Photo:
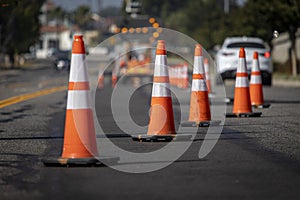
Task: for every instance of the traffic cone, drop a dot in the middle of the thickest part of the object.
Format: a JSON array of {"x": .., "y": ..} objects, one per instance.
[
  {"x": 79, "y": 146},
  {"x": 184, "y": 76},
  {"x": 115, "y": 73},
  {"x": 241, "y": 103},
  {"x": 207, "y": 76},
  {"x": 100, "y": 84},
  {"x": 199, "y": 102},
  {"x": 161, "y": 124},
  {"x": 256, "y": 90}
]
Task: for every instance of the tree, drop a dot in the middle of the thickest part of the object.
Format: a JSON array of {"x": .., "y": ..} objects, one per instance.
[
  {"x": 263, "y": 17},
  {"x": 20, "y": 26}
]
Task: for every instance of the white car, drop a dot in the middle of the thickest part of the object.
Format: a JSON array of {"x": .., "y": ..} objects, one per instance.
[{"x": 227, "y": 58}]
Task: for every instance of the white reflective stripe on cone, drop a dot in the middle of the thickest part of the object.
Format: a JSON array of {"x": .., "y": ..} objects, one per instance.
[
  {"x": 161, "y": 90},
  {"x": 199, "y": 85},
  {"x": 198, "y": 65},
  {"x": 255, "y": 79},
  {"x": 79, "y": 99},
  {"x": 78, "y": 73},
  {"x": 241, "y": 82},
  {"x": 161, "y": 68}
]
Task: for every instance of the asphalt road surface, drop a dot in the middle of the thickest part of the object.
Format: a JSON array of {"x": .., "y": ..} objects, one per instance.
[{"x": 254, "y": 158}]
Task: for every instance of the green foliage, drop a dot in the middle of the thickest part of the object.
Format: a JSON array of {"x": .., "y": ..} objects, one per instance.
[{"x": 19, "y": 25}]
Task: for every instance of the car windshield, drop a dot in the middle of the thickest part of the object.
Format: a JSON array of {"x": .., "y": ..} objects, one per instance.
[{"x": 246, "y": 45}]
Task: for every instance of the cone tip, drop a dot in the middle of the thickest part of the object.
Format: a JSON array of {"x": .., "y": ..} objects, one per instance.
[
  {"x": 255, "y": 55},
  {"x": 242, "y": 53},
  {"x": 78, "y": 45},
  {"x": 206, "y": 60},
  {"x": 160, "y": 49},
  {"x": 198, "y": 50}
]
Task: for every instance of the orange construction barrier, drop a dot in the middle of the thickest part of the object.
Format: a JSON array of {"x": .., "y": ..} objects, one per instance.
[
  {"x": 207, "y": 76},
  {"x": 241, "y": 103},
  {"x": 161, "y": 124},
  {"x": 79, "y": 146},
  {"x": 256, "y": 89}
]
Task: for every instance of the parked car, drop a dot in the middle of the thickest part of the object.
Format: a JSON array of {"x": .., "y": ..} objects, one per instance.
[
  {"x": 62, "y": 60},
  {"x": 227, "y": 58}
]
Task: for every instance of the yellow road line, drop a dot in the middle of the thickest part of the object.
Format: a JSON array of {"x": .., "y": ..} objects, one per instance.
[{"x": 24, "y": 97}]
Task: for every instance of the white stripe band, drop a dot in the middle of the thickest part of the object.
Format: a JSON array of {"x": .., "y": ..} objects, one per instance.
[
  {"x": 79, "y": 99},
  {"x": 241, "y": 82},
  {"x": 78, "y": 70},
  {"x": 242, "y": 67},
  {"x": 161, "y": 90},
  {"x": 198, "y": 65},
  {"x": 161, "y": 68},
  {"x": 255, "y": 79},
  {"x": 199, "y": 85}
]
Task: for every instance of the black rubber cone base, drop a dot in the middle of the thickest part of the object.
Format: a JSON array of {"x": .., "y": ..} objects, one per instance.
[
  {"x": 161, "y": 138},
  {"x": 79, "y": 162},
  {"x": 200, "y": 124},
  {"x": 266, "y": 105},
  {"x": 252, "y": 114}
]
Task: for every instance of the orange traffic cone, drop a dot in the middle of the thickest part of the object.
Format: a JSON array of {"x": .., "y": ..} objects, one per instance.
[
  {"x": 199, "y": 102},
  {"x": 256, "y": 90},
  {"x": 161, "y": 124},
  {"x": 184, "y": 81},
  {"x": 207, "y": 76},
  {"x": 79, "y": 146},
  {"x": 241, "y": 103},
  {"x": 100, "y": 84},
  {"x": 115, "y": 73}
]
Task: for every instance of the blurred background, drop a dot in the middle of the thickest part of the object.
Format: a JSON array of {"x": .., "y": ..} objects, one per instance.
[{"x": 39, "y": 29}]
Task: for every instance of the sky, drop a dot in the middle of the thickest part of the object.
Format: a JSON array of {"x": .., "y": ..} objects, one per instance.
[{"x": 94, "y": 4}]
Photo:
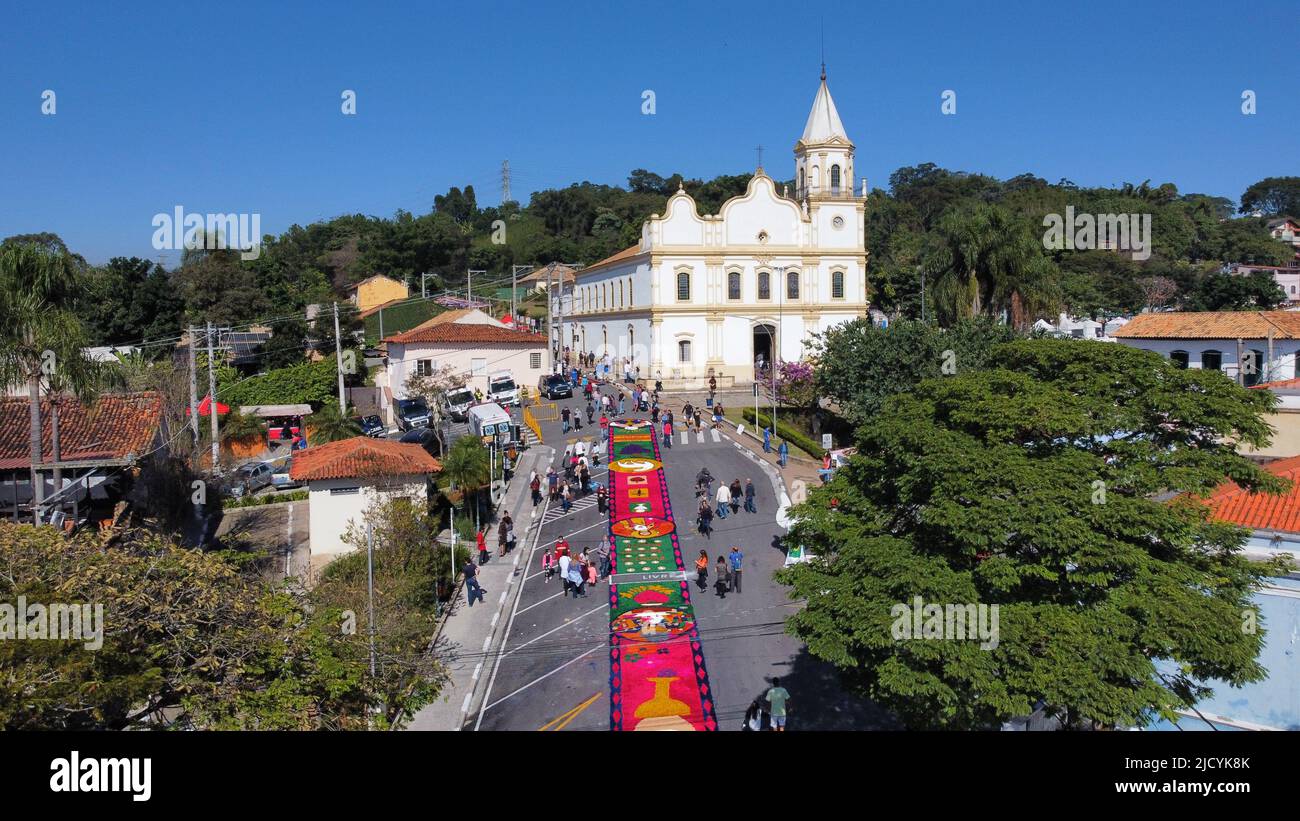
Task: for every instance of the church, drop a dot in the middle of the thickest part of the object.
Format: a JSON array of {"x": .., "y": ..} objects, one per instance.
[{"x": 724, "y": 295}]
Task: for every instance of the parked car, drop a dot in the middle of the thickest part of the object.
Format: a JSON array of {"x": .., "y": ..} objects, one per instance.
[
  {"x": 372, "y": 426},
  {"x": 250, "y": 478},
  {"x": 412, "y": 413},
  {"x": 555, "y": 386},
  {"x": 502, "y": 389},
  {"x": 456, "y": 403},
  {"x": 425, "y": 438},
  {"x": 280, "y": 478}
]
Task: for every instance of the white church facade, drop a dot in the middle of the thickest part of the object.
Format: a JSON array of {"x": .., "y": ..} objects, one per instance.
[{"x": 716, "y": 295}]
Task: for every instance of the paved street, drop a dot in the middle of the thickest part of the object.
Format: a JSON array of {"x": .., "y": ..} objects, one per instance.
[{"x": 551, "y": 672}]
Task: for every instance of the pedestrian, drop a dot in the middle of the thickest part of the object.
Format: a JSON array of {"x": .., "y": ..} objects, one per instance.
[
  {"x": 723, "y": 577},
  {"x": 733, "y": 560},
  {"x": 472, "y": 587},
  {"x": 723, "y": 499},
  {"x": 564, "y": 561},
  {"x": 547, "y": 565},
  {"x": 576, "y": 581},
  {"x": 602, "y": 555},
  {"x": 778, "y": 696}
]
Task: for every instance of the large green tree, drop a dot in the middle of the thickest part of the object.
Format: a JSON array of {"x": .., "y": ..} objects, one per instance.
[{"x": 1038, "y": 483}]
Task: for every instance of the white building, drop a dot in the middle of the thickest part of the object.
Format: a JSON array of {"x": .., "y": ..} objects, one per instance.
[
  {"x": 346, "y": 478},
  {"x": 714, "y": 294},
  {"x": 468, "y": 342},
  {"x": 1260, "y": 346}
]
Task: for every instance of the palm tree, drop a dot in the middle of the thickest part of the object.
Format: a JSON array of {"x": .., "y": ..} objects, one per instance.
[
  {"x": 42, "y": 337},
  {"x": 330, "y": 425},
  {"x": 466, "y": 467}
]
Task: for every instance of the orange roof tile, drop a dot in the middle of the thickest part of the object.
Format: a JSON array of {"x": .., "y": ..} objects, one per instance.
----------------
# Task instructions
Once the pictures are set aside, retype the rest of the listing exactly.

# Answer for the task
Photo:
Task: for every instance of the traffic cone, drop a dot in the middle of the thickest part of the object.
Format: a JSON array of {"x": .., "y": ..} objects, one per instance.
[
  {"x": 79, "y": 146},
  {"x": 184, "y": 76},
  {"x": 115, "y": 73},
  {"x": 241, "y": 103},
  {"x": 207, "y": 76},
  {"x": 100, "y": 84},
  {"x": 199, "y": 102},
  {"x": 161, "y": 124},
  {"x": 256, "y": 90}
]
Task: for every instance of the tree, drop a dot in the middle of the thickest part of the object.
Format: a JSON array of {"x": .., "y": ..} objects, one per instance.
[
  {"x": 263, "y": 17},
  {"x": 20, "y": 26}
]
Task: for every instance of the white car, drop a dot in the middle of the thickest part of the object.
Format: a JSON array of {"x": .., "y": ..} objects, one per instance.
[{"x": 227, "y": 58}]
Task: for every instance of the white reflective stripe on cone, drop a dot in the middle of the thickest part of the object.
Format: a JSON array of {"x": .., "y": ..} objects, one per instance.
[
  {"x": 161, "y": 90},
  {"x": 199, "y": 85},
  {"x": 198, "y": 65},
  {"x": 255, "y": 79},
  {"x": 79, "y": 99},
  {"x": 78, "y": 73},
  {"x": 241, "y": 82},
  {"x": 161, "y": 68}
]
Task: for every instance of the asphalt road surface, drop a dot in the middle of the thickest part of the object.
Format: a JSON array of {"x": .., "y": ..} objects, one per instance.
[{"x": 254, "y": 158}]
Task: for every instance of the green foliage, drop a dot in the middle of the thickest part of the object.
Format: a JSON array of {"x": .., "y": ..} objects, one per instance.
[{"x": 19, "y": 25}]
Task: for every instance of the car windshield, drop a dot in the middle of the thickest part of the object.
Format: a JSON array of {"x": .., "y": ..} objects, one per instance.
[{"x": 246, "y": 45}]
Task: for every instance of the cone tip, drop a dot in the middle of the thickest part of the object.
Format: a JSON array of {"x": .., "y": ..} objects, one per instance.
[
  {"x": 255, "y": 55},
  {"x": 242, "y": 53},
  {"x": 78, "y": 45},
  {"x": 206, "y": 60},
  {"x": 160, "y": 49},
  {"x": 198, "y": 50}
]
Task: for every instance of the orange construction barrier, drop a dot in the middle of the thickest part of the object.
Format: a JSON array of {"x": .., "y": ..} objects, one per instance.
[
  {"x": 207, "y": 76},
  {"x": 241, "y": 103},
  {"x": 161, "y": 124},
  {"x": 79, "y": 146},
  {"x": 256, "y": 89}
]
Task: for every instance of the parked car, drop a dot in the middle of the thickest part of the object.
Format: a JSON array of {"x": .., "y": ..} objects, one per instance.
[
  {"x": 62, "y": 60},
  {"x": 227, "y": 58}
]
Task: for every instance of the yellow road line, drop a dot in the middle of the thickest part of the object.
Format: a JSON array of {"x": .., "y": ..} objects, one per instance.
[{"x": 24, "y": 97}]
Task: for every instance of the white stripe band, drop a dot in the middle of the thickest part of the object.
Format: a JSON array of {"x": .., "y": ..} objects, one per instance.
[
  {"x": 79, "y": 99},
  {"x": 241, "y": 82},
  {"x": 78, "y": 70},
  {"x": 242, "y": 67},
  {"x": 161, "y": 90},
  {"x": 198, "y": 65},
  {"x": 161, "y": 68},
  {"x": 255, "y": 79},
  {"x": 199, "y": 85}
]
Task: for every instance of the black rubber cone base, drop a dot in the middle of the thickest part of the object.
Format: a JSON array of {"x": .., "y": ..} objects, one per instance.
[
  {"x": 161, "y": 138},
  {"x": 79, "y": 162},
  {"x": 200, "y": 124},
  {"x": 266, "y": 105},
  {"x": 252, "y": 114}
]
Task: for every instance of the orange traffic cone, drop a dot in the middle of the thickest part of the object.
Format: a JSON array of {"x": .., "y": ..} objects, one per instance.
[
  {"x": 199, "y": 102},
  {"x": 256, "y": 90},
  {"x": 161, "y": 124},
  {"x": 184, "y": 81},
  {"x": 207, "y": 76},
  {"x": 79, "y": 146},
  {"x": 241, "y": 103},
  {"x": 100, "y": 84},
  {"x": 115, "y": 73}
]
Task: for every instance of the blurred background, drop a dot in the middle of the thickest part of the object.
Format: a JSON array of {"x": .., "y": ..} objects, one per instance.
[{"x": 39, "y": 29}]
Task: for every instance of the sky, drop a dot in the middle of the thickest part of the object.
Format: a JSON array of {"x": .., "y": ..} objects, one per instance.
[{"x": 94, "y": 4}]
Photo:
Task: for every instance of the church, drop a dot in the middle of the thickest part of the object.
Format: a JSON array of {"x": .., "y": ..} objects, one per instance.
[{"x": 724, "y": 295}]
Task: for every instance of the parked car, drop a dot in the middle of the thickest part of the object.
Format: a JSON array of {"x": .., "y": ..} objects, one per instance.
[
  {"x": 372, "y": 426},
  {"x": 250, "y": 478},
  {"x": 412, "y": 413},
  {"x": 555, "y": 386},
  {"x": 502, "y": 389},
  {"x": 456, "y": 403},
  {"x": 425, "y": 438},
  {"x": 280, "y": 478}
]
Task: for every instance of the white church facade, drop a dot in the middle of the thickest part of the object.
Format: a JSON array of {"x": .., "y": ..} objects, one per instance.
[{"x": 716, "y": 295}]
Task: for every instance of the paved street, drop a dot in the middle of the thickest part of the object.
Format: a JSON array of {"x": .., "y": ..} objects, one per instance.
[{"x": 551, "y": 672}]
Task: for every instance of the pedestrian, drop a dot in the middle of the thickest part of the object.
Format: a JSON array of {"x": .., "y": ..} objects, one per instance.
[
  {"x": 723, "y": 577},
  {"x": 733, "y": 560},
  {"x": 472, "y": 587},
  {"x": 723, "y": 499},
  {"x": 564, "y": 561},
  {"x": 547, "y": 565},
  {"x": 576, "y": 581},
  {"x": 602, "y": 555},
  {"x": 778, "y": 696}
]
Task: for every instance of the large green tree, drop a dot in the middle of the thickest part of the object.
Format: a JSON array of {"x": .., "y": ..} objects, one per instance.
[{"x": 1038, "y": 483}]
Task: for every instance of the white building, drop a dot in the middle of the thickest part of the object.
Format: a JSON array of {"x": .., "y": ..} objects, one per instance.
[
  {"x": 346, "y": 478},
  {"x": 714, "y": 294},
  {"x": 468, "y": 342},
  {"x": 1260, "y": 346}
]
Task: for every instance of the palm tree, drop a dot in the middle of the thickest part of the object.
Format: a JSON array of {"x": .., "y": ..} objects, one per instance.
[
  {"x": 42, "y": 337},
  {"x": 330, "y": 425},
  {"x": 466, "y": 467}
]
Task: for every instance of the orange roof tile, drop a dot in the middle of the thickest part of the object.
Format: a JSON array of {"x": .., "y": ..} objects, one per instance.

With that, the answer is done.